(Rows from a dataset for labeling boxes)
## start

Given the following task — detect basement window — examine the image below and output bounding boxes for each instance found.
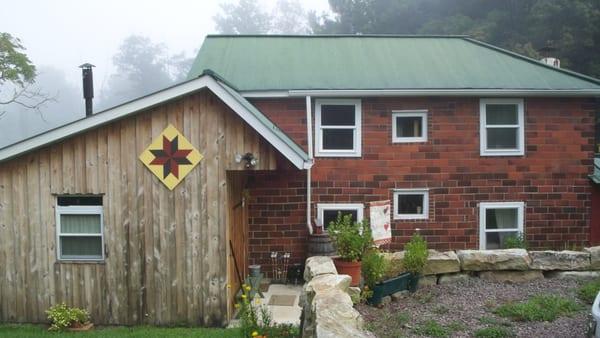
[56,196,104,261]
[479,202,525,250]
[394,189,429,219]
[315,99,361,157]
[317,203,364,230]
[479,99,525,156]
[392,110,427,143]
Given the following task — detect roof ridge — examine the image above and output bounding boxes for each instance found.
[463,37,600,85]
[206,34,469,39]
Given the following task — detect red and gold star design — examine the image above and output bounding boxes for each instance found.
[140,125,202,190]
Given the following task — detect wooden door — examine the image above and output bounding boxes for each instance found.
[227,173,248,319]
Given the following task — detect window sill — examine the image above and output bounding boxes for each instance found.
[54,259,106,265]
[480,150,525,157]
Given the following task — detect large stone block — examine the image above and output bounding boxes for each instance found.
[456,249,531,271]
[529,250,590,271]
[583,246,600,270]
[382,251,406,279]
[304,256,337,282]
[479,270,544,283]
[423,250,460,275]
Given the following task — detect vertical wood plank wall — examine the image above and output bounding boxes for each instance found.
[0,90,277,326]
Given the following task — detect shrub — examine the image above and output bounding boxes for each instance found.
[494,295,580,322]
[327,213,373,262]
[361,249,388,289]
[502,232,529,249]
[577,279,600,304]
[46,303,90,331]
[475,326,515,338]
[404,233,429,275]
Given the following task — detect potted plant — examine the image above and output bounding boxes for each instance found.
[362,248,411,305]
[404,232,429,292]
[327,213,373,286]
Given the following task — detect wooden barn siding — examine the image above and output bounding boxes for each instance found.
[0,91,280,325]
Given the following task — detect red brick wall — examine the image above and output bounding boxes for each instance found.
[251,98,594,262]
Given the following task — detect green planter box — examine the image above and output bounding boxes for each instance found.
[367,272,419,305]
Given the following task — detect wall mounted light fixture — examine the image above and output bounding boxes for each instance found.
[235,153,258,169]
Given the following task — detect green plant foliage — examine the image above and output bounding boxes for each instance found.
[404,233,429,275]
[0,32,36,87]
[502,232,529,249]
[327,213,373,262]
[577,278,600,304]
[362,248,389,289]
[46,303,90,331]
[414,320,452,338]
[475,326,515,338]
[494,295,581,322]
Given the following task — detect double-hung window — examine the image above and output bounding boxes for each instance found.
[394,189,429,219]
[317,203,364,230]
[479,99,525,156]
[479,202,525,250]
[392,110,427,143]
[315,99,361,157]
[56,196,104,261]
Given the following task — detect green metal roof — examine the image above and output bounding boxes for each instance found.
[188,35,600,91]
[590,157,600,184]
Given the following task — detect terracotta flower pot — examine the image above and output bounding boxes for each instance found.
[333,258,362,286]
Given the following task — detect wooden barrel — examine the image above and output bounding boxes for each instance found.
[308,233,336,257]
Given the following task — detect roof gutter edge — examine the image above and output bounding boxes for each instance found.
[240,89,600,98]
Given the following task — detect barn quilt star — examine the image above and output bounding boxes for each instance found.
[139,125,202,190]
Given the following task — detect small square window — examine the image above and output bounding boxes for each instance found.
[479,202,525,250]
[317,203,364,230]
[315,99,361,157]
[480,99,525,156]
[392,110,427,143]
[56,196,104,261]
[394,189,429,219]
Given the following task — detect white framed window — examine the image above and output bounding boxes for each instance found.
[56,196,104,261]
[315,99,362,157]
[392,110,427,143]
[479,202,525,250]
[479,99,525,156]
[394,189,429,219]
[317,203,364,230]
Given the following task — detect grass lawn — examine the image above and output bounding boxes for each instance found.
[0,324,240,338]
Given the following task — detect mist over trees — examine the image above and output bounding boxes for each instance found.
[309,0,600,77]
[97,35,193,110]
[213,0,311,34]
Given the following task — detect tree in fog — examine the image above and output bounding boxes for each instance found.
[213,0,310,34]
[98,35,192,110]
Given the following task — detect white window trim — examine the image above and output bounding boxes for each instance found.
[56,205,105,262]
[479,98,525,156]
[479,202,525,250]
[392,109,427,143]
[315,99,362,157]
[317,203,365,229]
[393,188,429,219]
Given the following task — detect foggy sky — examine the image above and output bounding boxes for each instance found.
[0,0,328,148]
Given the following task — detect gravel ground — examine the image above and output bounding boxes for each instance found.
[358,278,590,338]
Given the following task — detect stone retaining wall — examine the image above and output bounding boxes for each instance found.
[300,256,374,338]
[392,246,600,285]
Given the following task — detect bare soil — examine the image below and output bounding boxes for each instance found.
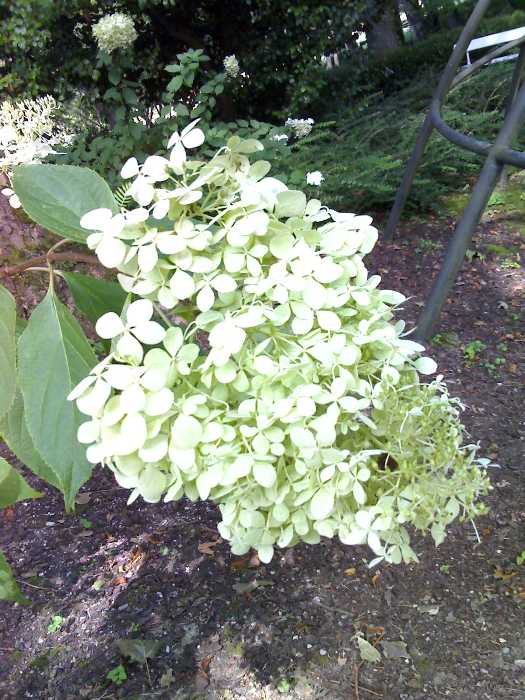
[0,193,525,700]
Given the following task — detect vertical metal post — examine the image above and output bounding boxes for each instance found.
[383,0,490,241]
[498,44,525,189]
[414,78,525,340]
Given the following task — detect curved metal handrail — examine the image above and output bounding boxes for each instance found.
[384,0,525,340]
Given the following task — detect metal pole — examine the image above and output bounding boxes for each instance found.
[498,44,525,189]
[383,0,490,241]
[414,78,525,340]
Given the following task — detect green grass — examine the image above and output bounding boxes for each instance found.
[276,63,525,213]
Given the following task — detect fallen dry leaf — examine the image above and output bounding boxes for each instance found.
[494,566,518,581]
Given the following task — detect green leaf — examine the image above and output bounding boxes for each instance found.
[275,190,306,219]
[0,552,29,605]
[12,164,119,243]
[122,88,139,105]
[108,66,122,85]
[62,272,127,323]
[18,289,97,510]
[0,285,16,418]
[0,457,42,508]
[166,75,182,92]
[0,389,61,490]
[357,636,381,664]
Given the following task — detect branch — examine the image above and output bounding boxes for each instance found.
[0,252,100,277]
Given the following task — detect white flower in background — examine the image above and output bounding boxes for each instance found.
[222,54,240,79]
[95,299,166,362]
[306,170,324,187]
[168,119,204,174]
[92,12,137,53]
[0,95,73,209]
[2,187,22,209]
[285,117,315,139]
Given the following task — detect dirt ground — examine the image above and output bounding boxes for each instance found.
[0,191,525,700]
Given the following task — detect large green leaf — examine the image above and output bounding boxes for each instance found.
[0,285,16,418]
[0,552,29,605]
[18,289,97,509]
[0,457,42,508]
[62,272,127,323]
[0,389,61,491]
[12,164,118,243]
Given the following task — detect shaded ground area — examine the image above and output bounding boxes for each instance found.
[0,189,525,700]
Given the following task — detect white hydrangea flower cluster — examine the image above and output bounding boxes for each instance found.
[69,122,485,562]
[92,12,138,53]
[0,95,72,209]
[222,54,240,80]
[285,117,315,139]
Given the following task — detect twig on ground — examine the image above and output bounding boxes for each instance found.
[0,252,100,277]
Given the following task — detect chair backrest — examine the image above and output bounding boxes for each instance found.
[467,27,525,52]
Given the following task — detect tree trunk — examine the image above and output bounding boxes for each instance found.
[366,0,403,57]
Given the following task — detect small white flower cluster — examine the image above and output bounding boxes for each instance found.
[285,117,315,139]
[92,12,137,53]
[69,122,485,563]
[306,170,324,187]
[0,95,72,209]
[222,54,240,80]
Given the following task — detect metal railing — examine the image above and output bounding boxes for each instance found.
[384,0,525,340]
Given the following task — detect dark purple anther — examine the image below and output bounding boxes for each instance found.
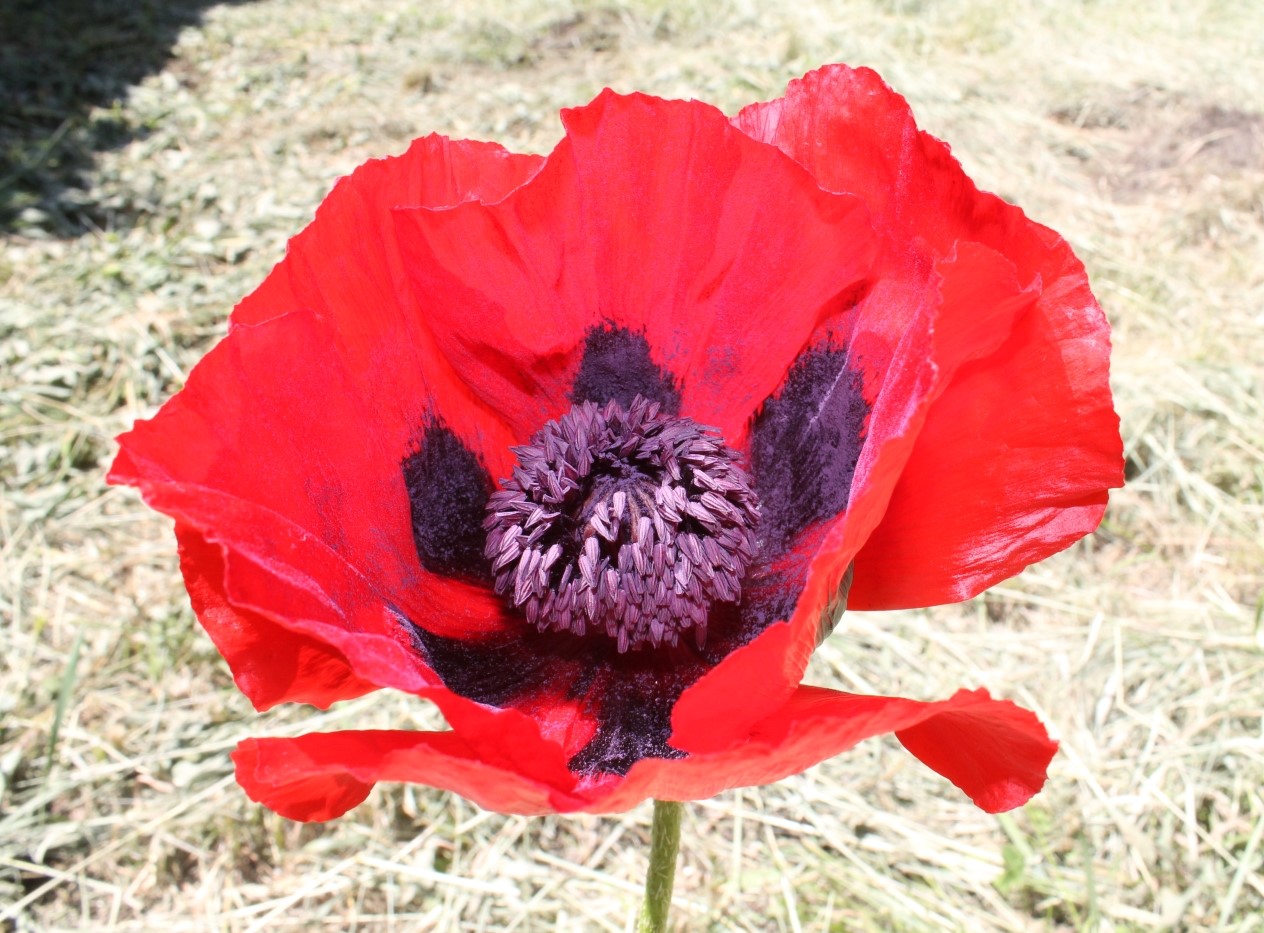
[483,396,760,652]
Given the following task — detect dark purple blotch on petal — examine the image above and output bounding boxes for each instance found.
[751,348,870,558]
[566,671,685,775]
[397,604,687,775]
[402,422,492,583]
[570,325,680,415]
[399,616,548,708]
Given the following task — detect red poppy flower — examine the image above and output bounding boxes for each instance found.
[110,66,1122,819]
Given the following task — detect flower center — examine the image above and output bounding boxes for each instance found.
[483,396,760,651]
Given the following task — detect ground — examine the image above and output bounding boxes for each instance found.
[0,0,1264,930]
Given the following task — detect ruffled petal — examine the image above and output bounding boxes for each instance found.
[672,298,938,751]
[233,731,583,822]
[734,66,1122,609]
[176,525,377,712]
[601,686,1058,813]
[852,241,1122,609]
[397,91,872,442]
[109,312,517,690]
[233,135,544,475]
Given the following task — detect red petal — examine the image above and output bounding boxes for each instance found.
[734,66,1122,608]
[397,92,871,441]
[233,731,581,822]
[896,690,1058,813]
[176,525,377,710]
[110,305,518,689]
[233,135,544,475]
[601,686,1057,813]
[671,295,937,751]
[851,244,1122,609]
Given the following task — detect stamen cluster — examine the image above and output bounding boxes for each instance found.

## end

**Short task**.
Reproduce verbatim the data above, beginning at its first line and stopping after the line that contains "[480,150,525,157]". Omit the pictures from your reproduction.

**The reply**.
Given the following task — detect basement window — examine the image below and output bounding boxes for each instance found.
[56,196,104,261]
[479,202,525,250]
[394,189,429,219]
[315,99,361,157]
[317,203,364,230]
[479,99,525,156]
[392,110,427,143]
Given the following task — detect roof ridge — examine the image above and output bounding boxes for each instance found.
[463,37,600,85]
[206,34,469,39]
Given the following task — detect red and gold star design — examine the image above and output bounding boxes for each instance found.
[140,125,202,190]
Given the following task — detect wooden door — examine the image above and output bounding boxes for each instance found.
[227,173,248,319]
Given the following task — detect window sill — examine the image above and output bounding boxes for each instance found.
[54,259,106,265]
[480,150,525,157]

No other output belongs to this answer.